-- Required work --
Print verbatim the lines of the entries from the one containing "post visible in" to the last, inclusive, and no others.

[Stored records]
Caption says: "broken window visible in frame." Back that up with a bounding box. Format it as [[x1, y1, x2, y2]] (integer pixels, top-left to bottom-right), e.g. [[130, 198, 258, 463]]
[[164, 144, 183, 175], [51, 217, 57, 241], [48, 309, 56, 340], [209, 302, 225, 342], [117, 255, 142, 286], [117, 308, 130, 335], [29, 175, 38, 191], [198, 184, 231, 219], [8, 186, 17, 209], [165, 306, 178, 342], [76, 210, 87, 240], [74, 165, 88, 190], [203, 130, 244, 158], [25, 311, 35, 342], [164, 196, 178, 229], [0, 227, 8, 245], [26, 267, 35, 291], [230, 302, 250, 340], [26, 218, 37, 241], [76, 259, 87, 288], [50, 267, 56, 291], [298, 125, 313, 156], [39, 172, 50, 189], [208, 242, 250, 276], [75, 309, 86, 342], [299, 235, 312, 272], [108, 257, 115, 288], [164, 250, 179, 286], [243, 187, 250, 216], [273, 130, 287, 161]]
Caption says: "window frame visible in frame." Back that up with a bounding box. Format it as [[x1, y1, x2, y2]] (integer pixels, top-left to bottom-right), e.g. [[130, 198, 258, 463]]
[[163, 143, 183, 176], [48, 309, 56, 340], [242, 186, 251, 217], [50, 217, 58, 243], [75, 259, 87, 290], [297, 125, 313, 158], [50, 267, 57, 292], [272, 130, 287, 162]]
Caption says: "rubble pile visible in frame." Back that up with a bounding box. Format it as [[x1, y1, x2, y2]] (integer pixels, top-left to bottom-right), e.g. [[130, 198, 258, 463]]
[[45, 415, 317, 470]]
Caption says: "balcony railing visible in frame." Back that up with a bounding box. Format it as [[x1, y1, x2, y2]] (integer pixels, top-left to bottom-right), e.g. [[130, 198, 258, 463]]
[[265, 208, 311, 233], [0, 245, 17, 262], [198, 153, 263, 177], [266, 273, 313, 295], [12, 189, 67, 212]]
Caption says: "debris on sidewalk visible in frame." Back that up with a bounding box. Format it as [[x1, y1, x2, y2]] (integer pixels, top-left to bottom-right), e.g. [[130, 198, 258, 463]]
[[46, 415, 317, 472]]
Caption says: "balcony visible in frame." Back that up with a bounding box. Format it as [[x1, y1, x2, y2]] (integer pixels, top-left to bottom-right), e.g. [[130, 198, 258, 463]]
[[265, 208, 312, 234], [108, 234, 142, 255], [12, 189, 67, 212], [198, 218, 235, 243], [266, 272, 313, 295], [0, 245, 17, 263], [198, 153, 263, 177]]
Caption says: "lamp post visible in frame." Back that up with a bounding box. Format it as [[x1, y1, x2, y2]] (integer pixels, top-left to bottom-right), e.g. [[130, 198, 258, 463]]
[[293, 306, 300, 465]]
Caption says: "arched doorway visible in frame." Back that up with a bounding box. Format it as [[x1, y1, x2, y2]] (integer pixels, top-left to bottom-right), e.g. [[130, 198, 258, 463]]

-- Completed task --
Caption says: "lamp post visible in frame." Back that up with a bounding box. Format it as [[x1, y1, x2, y2]] (integer pixels, top-left to bottom-right), e.g. [[130, 198, 258, 463]]
[[293, 306, 300, 465]]
Caption says: "arched doorway visible in frame." Back that up with a bounding box. Format it as [[x1, y1, x2, y2]] (integer pixels, top-left to bottom-right), e.g. [[130, 198, 258, 463]]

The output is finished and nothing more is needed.